Page text =>
Mental ill-health in doctors is a global phenomenon. Doctors experience more mental ill health and addiction than other professional groups1.
The numbers in the UK are high. A recent survey of 600 doctors by the Medical Protection Society (MPS), reported high levels of stress (75%), anxiety (49%), depression (32%) and suicidal feelings (13%) 2.
There are higher rates of suicide in doctors than other professionals, especially in young women, who are two and a half times more likely than other women to kill themselves3.
The rising number of complaints, GMC enquiries, litigation and even criminal proceedings compounds the isolation and sense of paranoia perceived by so many.
General practice is under a lot of pressure in particular. This is due to an increasingly high workload, long working hours and a more complex patient demand. Recent statistics from the BMA revealed 68% of GPs describing their workload as unmanageable and GPs being more likely than other groups to report their workload as unmanageable or unsustainable4.
The evidence shows that despite this immense pressure, doctors are unlikely to access mainstream NHS services when they need support, primarily due to issues of stigma and confidentiality5.
The result of doctors becoming ill, leaving the profession, emigrating or retiring early has huge economic consequences. Sickness absence, for example, costs the NHS £1.7 billion each year and presenteeism has been estimated to cost at least £2.55 billion 1.
There is clearly an urgent need to tackle this crisis.

Stored data =>
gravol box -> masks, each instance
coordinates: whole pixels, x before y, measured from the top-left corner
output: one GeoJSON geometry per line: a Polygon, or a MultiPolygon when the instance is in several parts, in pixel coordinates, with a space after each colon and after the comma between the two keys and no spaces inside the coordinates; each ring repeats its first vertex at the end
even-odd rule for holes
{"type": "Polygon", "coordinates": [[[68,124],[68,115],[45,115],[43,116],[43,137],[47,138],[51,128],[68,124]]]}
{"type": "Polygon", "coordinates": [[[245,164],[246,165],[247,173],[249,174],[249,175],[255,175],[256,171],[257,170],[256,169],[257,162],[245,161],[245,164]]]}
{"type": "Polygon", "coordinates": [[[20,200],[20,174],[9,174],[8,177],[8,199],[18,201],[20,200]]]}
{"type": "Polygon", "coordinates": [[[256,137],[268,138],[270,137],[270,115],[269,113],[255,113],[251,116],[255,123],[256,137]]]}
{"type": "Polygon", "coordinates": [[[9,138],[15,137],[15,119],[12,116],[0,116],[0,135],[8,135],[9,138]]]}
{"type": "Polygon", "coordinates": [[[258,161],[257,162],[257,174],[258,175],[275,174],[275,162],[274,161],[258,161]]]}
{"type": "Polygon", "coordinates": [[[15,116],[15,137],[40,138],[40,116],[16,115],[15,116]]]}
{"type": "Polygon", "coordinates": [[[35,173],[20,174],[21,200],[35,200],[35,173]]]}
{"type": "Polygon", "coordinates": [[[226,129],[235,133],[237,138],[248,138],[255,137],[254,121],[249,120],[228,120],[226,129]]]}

To do =>
a: Answer these questions from the text on doctors' mental health:
(i) How many doctors took part in the survey by the Medical Protection Society?
(ii) What percentage of GPs described their workload as unmanageable, according to the BMA statistics?
(iii) How much does sickness absence cost the NHS each year?
b: Reproduce word for word the stretch of the text on doctors' mental health from "The result of" through "tackle this crisis.".

Answers to each task =>
a:
(i) 600 doctors
(ii) 68%
(iii) £1.7 billion

b:
The result of doctors becoming ill, leaving the profession, emigrating or retiring early has huge economic consequences. Sickness absence, for example, costs the NHS £1.7 billion each year and presenteeism has been estimated to cost at least £2.55 billion 1.
There is clearly an urgent need to tackle this crisis.